:: Given data ::
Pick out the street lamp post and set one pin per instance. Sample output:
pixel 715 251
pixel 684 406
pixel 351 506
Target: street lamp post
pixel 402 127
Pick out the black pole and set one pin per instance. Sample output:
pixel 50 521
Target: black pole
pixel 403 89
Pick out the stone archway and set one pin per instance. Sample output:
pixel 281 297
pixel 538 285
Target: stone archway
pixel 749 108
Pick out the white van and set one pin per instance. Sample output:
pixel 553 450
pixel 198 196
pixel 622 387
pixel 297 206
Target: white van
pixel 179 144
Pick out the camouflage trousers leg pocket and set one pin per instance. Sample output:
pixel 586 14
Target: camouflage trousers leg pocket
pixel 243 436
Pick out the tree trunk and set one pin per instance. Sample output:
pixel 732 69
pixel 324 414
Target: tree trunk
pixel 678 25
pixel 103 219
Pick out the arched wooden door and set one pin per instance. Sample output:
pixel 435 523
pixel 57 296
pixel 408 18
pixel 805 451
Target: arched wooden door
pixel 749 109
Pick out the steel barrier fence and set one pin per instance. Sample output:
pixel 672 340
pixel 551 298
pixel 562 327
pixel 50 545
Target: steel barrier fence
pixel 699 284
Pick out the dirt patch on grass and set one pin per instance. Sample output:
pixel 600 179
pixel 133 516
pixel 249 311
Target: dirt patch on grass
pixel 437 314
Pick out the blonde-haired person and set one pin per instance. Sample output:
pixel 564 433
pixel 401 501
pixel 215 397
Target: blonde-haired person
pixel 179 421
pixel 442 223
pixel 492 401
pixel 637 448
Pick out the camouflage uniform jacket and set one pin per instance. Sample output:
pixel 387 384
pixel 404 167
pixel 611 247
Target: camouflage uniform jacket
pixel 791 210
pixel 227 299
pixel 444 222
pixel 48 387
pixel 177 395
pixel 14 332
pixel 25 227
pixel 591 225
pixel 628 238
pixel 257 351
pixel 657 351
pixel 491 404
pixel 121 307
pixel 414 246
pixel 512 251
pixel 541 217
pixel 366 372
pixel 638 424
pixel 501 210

* * *

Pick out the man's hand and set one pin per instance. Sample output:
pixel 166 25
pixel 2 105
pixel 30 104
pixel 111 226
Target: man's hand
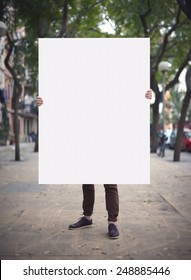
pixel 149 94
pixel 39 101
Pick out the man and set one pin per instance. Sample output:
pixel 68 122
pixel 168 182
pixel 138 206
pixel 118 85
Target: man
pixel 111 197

:: Work request ::
Using the data above, reproduce exactly the lines between those holding "pixel 553 450" and "pixel 50 545", inclusive, and no others.

:: Result of the exercise ::
pixel 553 450
pixel 198 196
pixel 622 387
pixel 297 206
Target: white van
pixel 179 144
Pick out the camouflage trousers leg pocket and set one pin per instance. Sample output:
pixel 586 14
Target: camouflage trousers leg pocket
pixel 243 436
Pick out the tree trunk and set one pin per instance. Sample output:
pixel 732 69
pixel 324 414
Target: tree trunk
pixel 678 25
pixel 103 219
Pick out the arched wooden door and set one pin per instance. Sample output:
pixel 435 523
pixel 57 296
pixel 408 18
pixel 805 451
Target: arched wooden door
pixel 749 109
Pick out the steel barrier fence and set one pin per instance. Sample output:
pixel 672 340
pixel 551 298
pixel 562 327
pixel 50 545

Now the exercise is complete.